## [Stated exercise]
Look for "TARGET = black stripe on fish body" in the listing below, then copy exactly the line it appears in and all lines after it to the end, and nothing more.
****************
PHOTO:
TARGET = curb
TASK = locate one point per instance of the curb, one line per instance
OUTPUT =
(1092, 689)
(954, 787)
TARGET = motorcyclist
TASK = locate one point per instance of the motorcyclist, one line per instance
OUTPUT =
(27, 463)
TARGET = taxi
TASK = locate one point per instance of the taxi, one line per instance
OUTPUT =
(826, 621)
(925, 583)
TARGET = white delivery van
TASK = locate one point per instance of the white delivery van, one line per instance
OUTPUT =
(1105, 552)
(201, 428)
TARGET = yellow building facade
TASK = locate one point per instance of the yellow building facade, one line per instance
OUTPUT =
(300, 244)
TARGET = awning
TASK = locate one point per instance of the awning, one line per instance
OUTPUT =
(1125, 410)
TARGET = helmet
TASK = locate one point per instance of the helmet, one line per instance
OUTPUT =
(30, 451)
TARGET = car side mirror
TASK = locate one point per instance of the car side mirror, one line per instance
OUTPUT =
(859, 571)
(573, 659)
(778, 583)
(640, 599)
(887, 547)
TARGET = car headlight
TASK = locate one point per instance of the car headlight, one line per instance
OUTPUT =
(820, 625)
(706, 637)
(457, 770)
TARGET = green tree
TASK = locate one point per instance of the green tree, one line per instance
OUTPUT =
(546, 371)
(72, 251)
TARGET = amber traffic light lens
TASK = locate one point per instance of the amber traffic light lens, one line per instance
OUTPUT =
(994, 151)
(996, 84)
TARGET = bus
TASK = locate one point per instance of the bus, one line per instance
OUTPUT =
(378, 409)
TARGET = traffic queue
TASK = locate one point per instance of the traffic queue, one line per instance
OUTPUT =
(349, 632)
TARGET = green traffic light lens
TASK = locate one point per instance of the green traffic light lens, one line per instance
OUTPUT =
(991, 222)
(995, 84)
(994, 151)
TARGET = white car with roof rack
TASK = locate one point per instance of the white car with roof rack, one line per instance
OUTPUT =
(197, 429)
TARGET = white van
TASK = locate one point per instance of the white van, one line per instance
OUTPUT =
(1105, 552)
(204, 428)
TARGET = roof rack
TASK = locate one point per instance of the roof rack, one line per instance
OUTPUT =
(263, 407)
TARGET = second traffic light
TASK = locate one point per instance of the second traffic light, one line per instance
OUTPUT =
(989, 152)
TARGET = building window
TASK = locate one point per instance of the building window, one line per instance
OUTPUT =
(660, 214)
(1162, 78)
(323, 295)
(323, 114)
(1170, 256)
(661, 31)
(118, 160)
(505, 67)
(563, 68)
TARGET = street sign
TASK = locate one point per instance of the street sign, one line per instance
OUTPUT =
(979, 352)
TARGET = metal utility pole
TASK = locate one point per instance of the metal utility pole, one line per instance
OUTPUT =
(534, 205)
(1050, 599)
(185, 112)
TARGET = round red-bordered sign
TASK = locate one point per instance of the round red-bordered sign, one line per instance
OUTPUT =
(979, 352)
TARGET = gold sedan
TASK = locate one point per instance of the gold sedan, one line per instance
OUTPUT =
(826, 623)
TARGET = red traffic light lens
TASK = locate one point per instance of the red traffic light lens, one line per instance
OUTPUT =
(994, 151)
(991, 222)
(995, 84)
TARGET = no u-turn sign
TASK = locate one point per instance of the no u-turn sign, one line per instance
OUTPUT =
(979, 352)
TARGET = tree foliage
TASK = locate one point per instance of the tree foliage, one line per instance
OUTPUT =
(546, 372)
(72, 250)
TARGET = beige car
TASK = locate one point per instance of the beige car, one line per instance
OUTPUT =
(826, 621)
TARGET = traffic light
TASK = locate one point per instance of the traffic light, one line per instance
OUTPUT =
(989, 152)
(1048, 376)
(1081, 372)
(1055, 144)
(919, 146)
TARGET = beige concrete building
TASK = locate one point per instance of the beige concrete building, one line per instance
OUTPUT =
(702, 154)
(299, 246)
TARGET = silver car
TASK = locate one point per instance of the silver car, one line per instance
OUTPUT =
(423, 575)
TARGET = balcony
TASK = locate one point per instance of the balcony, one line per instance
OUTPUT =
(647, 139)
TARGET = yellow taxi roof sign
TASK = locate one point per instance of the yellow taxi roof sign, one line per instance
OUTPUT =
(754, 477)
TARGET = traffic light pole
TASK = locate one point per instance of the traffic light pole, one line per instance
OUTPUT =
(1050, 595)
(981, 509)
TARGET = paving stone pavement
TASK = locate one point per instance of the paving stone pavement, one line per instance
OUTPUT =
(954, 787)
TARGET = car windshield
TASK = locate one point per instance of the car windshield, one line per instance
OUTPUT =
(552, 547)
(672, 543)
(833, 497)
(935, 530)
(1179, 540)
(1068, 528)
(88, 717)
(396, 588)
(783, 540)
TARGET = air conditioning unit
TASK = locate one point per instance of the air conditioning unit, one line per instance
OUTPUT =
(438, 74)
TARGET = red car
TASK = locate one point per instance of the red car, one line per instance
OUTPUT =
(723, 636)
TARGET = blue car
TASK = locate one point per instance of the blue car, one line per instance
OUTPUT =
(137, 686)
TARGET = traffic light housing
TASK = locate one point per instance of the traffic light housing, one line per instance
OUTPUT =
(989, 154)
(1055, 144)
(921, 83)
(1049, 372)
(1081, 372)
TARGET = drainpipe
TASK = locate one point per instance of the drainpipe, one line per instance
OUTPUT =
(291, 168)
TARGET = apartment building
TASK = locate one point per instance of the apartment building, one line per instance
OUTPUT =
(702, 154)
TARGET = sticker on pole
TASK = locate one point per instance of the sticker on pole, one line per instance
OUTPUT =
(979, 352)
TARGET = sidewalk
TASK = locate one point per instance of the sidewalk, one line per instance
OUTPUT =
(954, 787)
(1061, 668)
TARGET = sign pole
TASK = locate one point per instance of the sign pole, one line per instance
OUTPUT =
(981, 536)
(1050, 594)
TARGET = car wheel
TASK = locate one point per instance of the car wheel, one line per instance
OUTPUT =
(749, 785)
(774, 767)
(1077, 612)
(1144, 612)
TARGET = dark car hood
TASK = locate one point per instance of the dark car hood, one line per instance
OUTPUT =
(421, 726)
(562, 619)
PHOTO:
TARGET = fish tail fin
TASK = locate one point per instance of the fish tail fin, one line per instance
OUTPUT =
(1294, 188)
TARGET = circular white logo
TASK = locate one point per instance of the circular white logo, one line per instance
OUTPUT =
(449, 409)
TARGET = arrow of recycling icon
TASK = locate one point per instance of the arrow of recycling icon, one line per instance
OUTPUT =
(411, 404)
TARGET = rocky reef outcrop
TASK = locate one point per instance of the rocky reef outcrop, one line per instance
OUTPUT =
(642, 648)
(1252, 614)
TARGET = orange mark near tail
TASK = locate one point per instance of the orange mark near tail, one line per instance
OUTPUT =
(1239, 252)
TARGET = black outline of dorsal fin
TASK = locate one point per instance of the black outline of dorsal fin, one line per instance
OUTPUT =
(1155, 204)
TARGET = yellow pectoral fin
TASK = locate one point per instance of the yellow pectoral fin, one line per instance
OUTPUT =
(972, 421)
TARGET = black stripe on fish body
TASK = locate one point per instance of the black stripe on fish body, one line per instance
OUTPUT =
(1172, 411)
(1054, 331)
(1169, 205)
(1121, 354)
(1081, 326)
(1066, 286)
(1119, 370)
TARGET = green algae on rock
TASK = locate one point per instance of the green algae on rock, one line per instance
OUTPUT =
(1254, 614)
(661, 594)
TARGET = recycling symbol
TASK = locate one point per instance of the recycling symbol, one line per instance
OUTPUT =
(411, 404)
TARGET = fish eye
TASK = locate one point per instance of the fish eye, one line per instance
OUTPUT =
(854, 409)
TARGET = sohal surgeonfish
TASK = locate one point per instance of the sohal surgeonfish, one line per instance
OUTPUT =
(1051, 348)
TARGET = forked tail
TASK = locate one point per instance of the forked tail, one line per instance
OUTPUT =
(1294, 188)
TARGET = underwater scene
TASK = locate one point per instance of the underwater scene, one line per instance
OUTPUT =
****************
## [Completed task]
TARGET = black stripe on fish body
TASK = locate one point per instance of the black stripe on fish body, one line per instance
OUTPUT =
(1172, 411)
(1054, 331)
(1169, 205)
(1121, 354)
(1081, 326)
(1066, 286)
(1119, 370)
TARGET = green algae on rock
TASK = locate one point per instance of the green algae on rock, one line per instance
OUTPUT =
(1254, 614)
(661, 594)
TARGET = recycling symbol
TASK = locate one point per instance of the recycling symbol, one line per instance
OUTPUT =
(411, 404)
TARGET = fish eye
TASK = locate one point per instance of the fish eye, one line per instance
OUTPUT =
(854, 409)
TARGET = sohal surgeonfish
TASK = locate one point per instance of the sohal surgeonfish, one line per instance
OUTPUT =
(1051, 348)
TARGET = forked tail
TASK = locate one point per instance of the forked tail, one line per instance
OUTPUT =
(1294, 188)
TARGET = underwater scene
TASK = locate one point per instance of the underwater scene, one line per instance
OUTPUT =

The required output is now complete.